» Tasks to complete:
(a) In the Twitter corpus notes, what is the maximum number of tweets each month may yield after capping?
(b) Decide whether each statement agrees with the Twitter corpus notes, answering yes or no and quoting the deciding words: (i) Corpus 2 runs through 2-2023, with that month included. (ii) The tweets keep their original capitalization after cleaning. (iii) Corpus 1 begins in 7-2015.
(c) Write a continuation of the Twitter corpus notes, starting right after the last line shown.

» Text excerpt:
□ □ □
# Twitter Corpus 

By: Iris Luden
Last edited: March 2023

Corpus 1: 
- Start date: 7-2015
- End date: 4-2019 (included)

Corpus 2: 
- Start date:    5-2019
- End date: 2-2023 (included)

# Data 

The tweets have been collected using Loureiro et al. (2022): "TimeLMs: Diachronic Language models from Twitter"

Code can be found here: https://github.com/cardiffnlp/timelms

Changes were made only  to 

They are stored in data/cleaned/tweets-{yyyy}-{months specification}.cleaned.jl 



### Tweet cleaning 

- lower case
- tokenized using TweetTokenizer form nltk 
- stripped by strong.punctionation and ”“ characters

#### Capping number of retrieved tweets
Randomly remove some tweets from each year such that each month yields at most 52000 tweets.

The reason is that when scraping using the API, some months retrieve more files than others, and we want them to remain roughly equal in size.

In [None]:
import pandas as pd
from nltk.tokenize import TweetTokenizer
from nltk.tokenize import sent_tokenize

In [None]:
def clean_word(word):
    word = word.lower()
□ □ □
» Stored data:
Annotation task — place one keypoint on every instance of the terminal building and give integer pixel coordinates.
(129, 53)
□ □ □
» The replies:
(a) 52000 tweets.

(b)
(i) Yes: "End date: 2-2023 (included)"
(ii) No: "lower case"
(iii) Yes: "Start date: 7-2015"

(c)
    word = word.strip('#"$%&()*+,-/:;<=>@[\]^_`{|}~”“')
    return word 
    
def cleanup_text(list_of_words):
    ''' Clean up words in a splitted text, strip them from punctuation
     remove empty word strings '''
    cleaned_text = []
    
    for word in list_of_words: 
        word = clean_word(word)
        
        if word != '':
            cleaned_text.append(word)
    
    return cleaned_text


def collect_clean_twitter(filename):
    ''' Filters the tweets in filename 
    Removes tweets that are too small (less than 10 terms)
    Replace odd characters with normal ones 
    Clean texts by removing punctionation 
    Tokenizes the sentences using TweetTokenizer of NLTK 
    Registers at which month the tweet was posted'''
    
    # read data
    df = pd.read_json(filename, lines=True)
    print(f"There are {len(df)} tweets in total")
    
    # remove tweets that are too small - saves computation time
    df['Number of words'] = df['text'].map(lambda x: len(x.split()))
    df = df[df['Number of words'] >= 10]
    print(f'After removing tweets that are too small there are {len(df)} tweets left.')
    
    
    # tokenize the tweets, and replace ’ character to the normal one 
    tokenizer = TweetTokenizer()
    df['text tokenized'] = df['text'].map(lambda x: tokenizer.tokenize(x.replace("’", "'")))
    print("Completed tokenizing the tweets")
    
    # clean the texts 
    df['text cleaned'] = df['text tokenized'].map(lambda x: cleanup_text(x))
    df['Number of words'] = df['text cleaned'].map(lambda x: len(x))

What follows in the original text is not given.